また、言葉でのやり取りが難しいことから、「行動」で補おうとするケースも少なくありません。
気になる子の特徴②
「行動」に関する問題
「気になる子」と呼ばれる子どもには、行動面での問題も見られます。
- じっとしていられない
- 保育室をウロウロする
- ぼーっとしていることが多い
- 呼びかけても反応しないことが多い
- 衝動性が強い
子どものもともとの性格・気質が要因である可能性もありますが、集団生活に支障をきたす場合は、加配保育士をつけるといった支援が必要です。
気になる子の特徴③
「対人関係」に関する問題
対人関係に関する問題を抱える「気になる子」も少なくありません。
- 友だちとのけんか・トラブルが多い
- 友だちに噛みつくことがある
- すぐに手が出る・物を投げる
ほかの子どもと一緒に遊ばない
「気になる子」は言語能力やコミュニケーション能力に問題を抱えているケースが多く、そのことが原因で、ほかの子どもとトラブルに発展してしまうことがあります。
「言いたいことがあるのにうまく伝えられない」「相手の言っていることが分からない」といったもどかしさから、友だちに手をあげてしまうケースも多いのです。
気になる子の特徴④
「情緒」に関する問題
感情のコントロールが難しいのも、「気になる子」の特徴の一つです。
- 自分の思い通りにならないとパニックを起こす
- 怒りや悲しみなどの感情がコントロールできない
- 泣き叫ぶことが多い
- 切り替えが難しい
- 切れやすい
- 「死んでやる」と言う
もともとの気質だけでなく、家庭環境や日々のストレスなども要因として挙げられます。
子どもが感情を爆発させたときは、しばらく様子を見守って落ち着くのを待ちましょう。
気になる子の特徴⑤
「生活習慣」に関する問題
「気になる子」には生活習慣に関する問題も多くみられます。
- 苦手なことが上達しにくい
- 準備や片付けなどが身につかない
- 衣服の着脱が苦手
- こだわり行動がある
服のボタンをかけたり外したりする動作や、ご飯の準備や片付けなど、毎日の中で身に付くはずの動作や習慣が身に付きにくい傾向もあります。
何度も繰り返し援助して、徐々に身に付くように見守ることが大切です。
保育園での「気になる子」の対応ポイント
保育園での「気になる子」の対応ポイントは主に次の5つです。
- ポジティブな面も見つけて褒める
- さまざまな対応方法を試す
- 記録を取ってほかの保育士との連携を図る
- 個別のカリキュラムを組む
- 専門機関へ相談するのもあり
それぞれの対応を詳しく見ていきます。
「気になる子」の対応ポイント①
ポジティブな面も見つけて褒める
「気になる子」を支援する際には、マイナス面ばかりに目を向けるのではなく、ポジティブな面を見つけて、褒めてあげることが大切です。
「気になる子」は家庭でも保育園でも注意されることが多いので、そのことが原因で自己肯定感が低くなりがちです。
「誰も自分のことを分かってくれない」「味方がいない」という孤独感があるために、ますます支援が困難になることもあります。

------------

記述課題 1: 「気になる子」についての文章から、「- 友だちとのけんか・トラブルが多い」と「てしまうケースも多いのです。」の間を、両端の語句も含めて一字一句違えずに書き写してください。
この文章とレコードは互いに無関係です。

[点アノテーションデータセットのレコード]
------------

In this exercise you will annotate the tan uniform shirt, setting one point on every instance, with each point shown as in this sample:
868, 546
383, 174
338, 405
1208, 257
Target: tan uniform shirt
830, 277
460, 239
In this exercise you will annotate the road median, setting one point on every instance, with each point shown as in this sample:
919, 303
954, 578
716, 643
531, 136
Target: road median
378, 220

------------

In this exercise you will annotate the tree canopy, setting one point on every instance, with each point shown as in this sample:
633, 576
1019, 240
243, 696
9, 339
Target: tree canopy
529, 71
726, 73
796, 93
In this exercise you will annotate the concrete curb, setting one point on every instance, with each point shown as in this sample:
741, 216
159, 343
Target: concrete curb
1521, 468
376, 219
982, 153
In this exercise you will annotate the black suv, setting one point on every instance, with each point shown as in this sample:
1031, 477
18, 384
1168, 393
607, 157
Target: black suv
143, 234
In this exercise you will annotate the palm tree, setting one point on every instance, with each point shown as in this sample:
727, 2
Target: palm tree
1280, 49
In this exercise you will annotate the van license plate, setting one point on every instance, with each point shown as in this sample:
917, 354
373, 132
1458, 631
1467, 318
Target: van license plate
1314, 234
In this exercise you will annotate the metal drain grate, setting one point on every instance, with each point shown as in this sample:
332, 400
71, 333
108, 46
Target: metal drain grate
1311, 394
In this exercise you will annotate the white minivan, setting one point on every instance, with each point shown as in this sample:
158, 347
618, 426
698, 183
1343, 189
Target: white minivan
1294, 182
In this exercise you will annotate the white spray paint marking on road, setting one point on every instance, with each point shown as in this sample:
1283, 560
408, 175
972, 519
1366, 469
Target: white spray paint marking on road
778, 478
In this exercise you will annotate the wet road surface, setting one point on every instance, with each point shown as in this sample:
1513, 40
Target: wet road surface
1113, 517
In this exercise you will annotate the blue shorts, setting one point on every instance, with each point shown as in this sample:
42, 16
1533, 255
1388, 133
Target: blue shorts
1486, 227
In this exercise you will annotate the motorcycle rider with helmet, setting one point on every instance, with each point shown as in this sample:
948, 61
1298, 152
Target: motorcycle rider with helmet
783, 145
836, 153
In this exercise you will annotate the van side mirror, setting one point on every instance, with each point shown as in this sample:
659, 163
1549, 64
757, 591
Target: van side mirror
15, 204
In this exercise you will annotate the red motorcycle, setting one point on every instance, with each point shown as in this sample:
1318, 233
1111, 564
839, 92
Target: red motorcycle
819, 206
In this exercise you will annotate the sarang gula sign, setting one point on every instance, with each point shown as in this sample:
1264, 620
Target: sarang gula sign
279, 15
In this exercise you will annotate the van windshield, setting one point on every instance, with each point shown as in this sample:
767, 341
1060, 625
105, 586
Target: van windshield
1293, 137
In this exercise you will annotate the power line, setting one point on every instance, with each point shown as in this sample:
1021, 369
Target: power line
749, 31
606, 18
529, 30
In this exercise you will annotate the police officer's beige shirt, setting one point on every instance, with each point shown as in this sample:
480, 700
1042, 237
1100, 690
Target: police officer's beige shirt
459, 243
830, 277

------------

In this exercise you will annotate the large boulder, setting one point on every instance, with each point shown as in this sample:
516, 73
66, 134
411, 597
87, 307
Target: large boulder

------------

記述課題 2: レコードの中から、「officer」という文字列を含む行をすべて抜き出してください。

課題の解答 1:
- 友だちとのけんか・トラブルが多い
- 友だちに噛みつくことがある
- すぐに手が出る・物を投げる
ほかの子どもと一緒に遊ばない
「気になる子」は言語能力やコミュニケーション能力に問題を抱えているケースが多く、そのことが原因で、ほかの子どもとトラブルに発展してしまうことがあります。
「言いたいことがあるのにうまく伝えられない」「相手の言っていることが分からない」といったもどかしさから、友だちに手をあげてしまうケースも多いのです。

課題の解答 2:
In this exercise you will annotate the police officer's beige shirt, setting one point on every instance, with each point shown as in this sample:
Target: police officer's beige shirt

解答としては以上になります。